**Instruction**
Which lines in the material below contain the string "tray"? Show every one of them, copied in full.
————————
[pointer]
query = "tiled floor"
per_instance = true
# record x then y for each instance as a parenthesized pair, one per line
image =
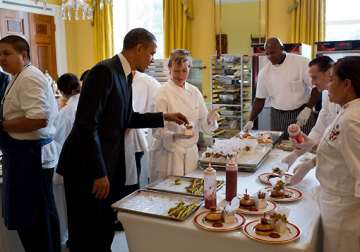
(119, 243)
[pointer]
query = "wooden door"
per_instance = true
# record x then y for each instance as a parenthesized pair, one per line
(14, 23)
(43, 54)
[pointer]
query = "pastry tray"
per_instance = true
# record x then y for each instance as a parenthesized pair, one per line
(168, 185)
(248, 162)
(155, 203)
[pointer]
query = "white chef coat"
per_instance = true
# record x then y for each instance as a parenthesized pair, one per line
(288, 85)
(327, 115)
(30, 95)
(181, 156)
(65, 119)
(144, 88)
(338, 171)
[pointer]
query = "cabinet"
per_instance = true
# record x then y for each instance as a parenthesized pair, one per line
(231, 92)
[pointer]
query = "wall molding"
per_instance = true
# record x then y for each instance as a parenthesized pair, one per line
(51, 10)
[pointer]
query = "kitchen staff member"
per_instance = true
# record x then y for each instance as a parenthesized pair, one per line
(338, 162)
(28, 111)
(285, 80)
(319, 70)
(173, 152)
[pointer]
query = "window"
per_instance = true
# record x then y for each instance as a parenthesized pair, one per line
(342, 20)
(129, 14)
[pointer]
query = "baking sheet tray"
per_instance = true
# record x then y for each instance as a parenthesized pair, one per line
(168, 185)
(247, 162)
(155, 203)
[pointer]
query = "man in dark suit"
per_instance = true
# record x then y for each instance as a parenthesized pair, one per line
(92, 160)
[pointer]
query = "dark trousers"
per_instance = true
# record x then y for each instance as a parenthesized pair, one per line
(91, 222)
(280, 120)
(44, 236)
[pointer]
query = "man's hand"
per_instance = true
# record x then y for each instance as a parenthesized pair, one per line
(213, 116)
(248, 126)
(303, 116)
(176, 117)
(101, 188)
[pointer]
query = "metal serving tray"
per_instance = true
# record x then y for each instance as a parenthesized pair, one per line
(155, 203)
(168, 185)
(249, 163)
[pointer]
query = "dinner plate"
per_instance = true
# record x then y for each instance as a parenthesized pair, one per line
(293, 233)
(294, 194)
(270, 206)
(201, 222)
(264, 177)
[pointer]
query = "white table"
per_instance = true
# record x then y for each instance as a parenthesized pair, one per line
(145, 233)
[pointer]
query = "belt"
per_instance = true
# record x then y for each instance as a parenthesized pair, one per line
(290, 111)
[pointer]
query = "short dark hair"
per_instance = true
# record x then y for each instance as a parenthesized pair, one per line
(138, 36)
(84, 74)
(349, 68)
(323, 62)
(69, 84)
(18, 43)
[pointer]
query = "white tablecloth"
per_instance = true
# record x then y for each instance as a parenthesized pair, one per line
(145, 233)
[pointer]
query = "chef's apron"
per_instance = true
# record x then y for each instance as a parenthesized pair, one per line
(23, 193)
(340, 214)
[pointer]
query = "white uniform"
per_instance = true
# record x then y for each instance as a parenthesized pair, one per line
(327, 115)
(30, 95)
(144, 88)
(338, 171)
(181, 156)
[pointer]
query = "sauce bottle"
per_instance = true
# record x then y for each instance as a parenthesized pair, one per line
(210, 188)
(231, 179)
(295, 133)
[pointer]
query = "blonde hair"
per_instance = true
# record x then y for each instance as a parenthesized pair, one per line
(179, 56)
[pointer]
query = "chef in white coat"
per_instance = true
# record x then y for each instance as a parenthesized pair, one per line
(338, 162)
(69, 86)
(319, 70)
(138, 141)
(175, 153)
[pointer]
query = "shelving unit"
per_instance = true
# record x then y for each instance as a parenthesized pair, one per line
(231, 92)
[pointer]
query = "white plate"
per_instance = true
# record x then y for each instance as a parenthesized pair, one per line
(294, 194)
(269, 207)
(200, 221)
(290, 236)
(264, 177)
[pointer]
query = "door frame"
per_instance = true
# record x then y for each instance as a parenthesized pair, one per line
(50, 10)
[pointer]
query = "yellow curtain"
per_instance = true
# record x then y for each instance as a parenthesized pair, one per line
(308, 21)
(177, 24)
(103, 31)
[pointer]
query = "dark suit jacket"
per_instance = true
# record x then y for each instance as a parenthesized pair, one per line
(4, 81)
(95, 146)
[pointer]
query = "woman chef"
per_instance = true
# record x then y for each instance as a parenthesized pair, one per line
(338, 162)
(175, 153)
(28, 110)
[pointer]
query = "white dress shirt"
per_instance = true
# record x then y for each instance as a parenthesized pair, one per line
(30, 95)
(64, 121)
(327, 115)
(288, 85)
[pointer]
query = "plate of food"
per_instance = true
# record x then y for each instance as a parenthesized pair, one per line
(272, 230)
(218, 221)
(281, 193)
(255, 206)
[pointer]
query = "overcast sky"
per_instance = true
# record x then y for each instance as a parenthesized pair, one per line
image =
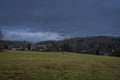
(37, 20)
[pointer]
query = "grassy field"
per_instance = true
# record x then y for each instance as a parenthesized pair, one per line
(19, 65)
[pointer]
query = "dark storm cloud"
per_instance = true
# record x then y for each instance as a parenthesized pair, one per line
(65, 17)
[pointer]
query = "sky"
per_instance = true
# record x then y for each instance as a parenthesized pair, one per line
(39, 20)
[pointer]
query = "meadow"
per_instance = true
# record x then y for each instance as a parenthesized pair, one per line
(29, 65)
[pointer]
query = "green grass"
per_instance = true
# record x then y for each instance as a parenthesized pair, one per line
(19, 65)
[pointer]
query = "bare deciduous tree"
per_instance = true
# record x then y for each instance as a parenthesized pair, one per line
(1, 35)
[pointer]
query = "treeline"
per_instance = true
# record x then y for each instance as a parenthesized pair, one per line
————————
**Result of this exercise**
query = "pastry tray"
query = "baking sheet tray"
query = "metal serving tray"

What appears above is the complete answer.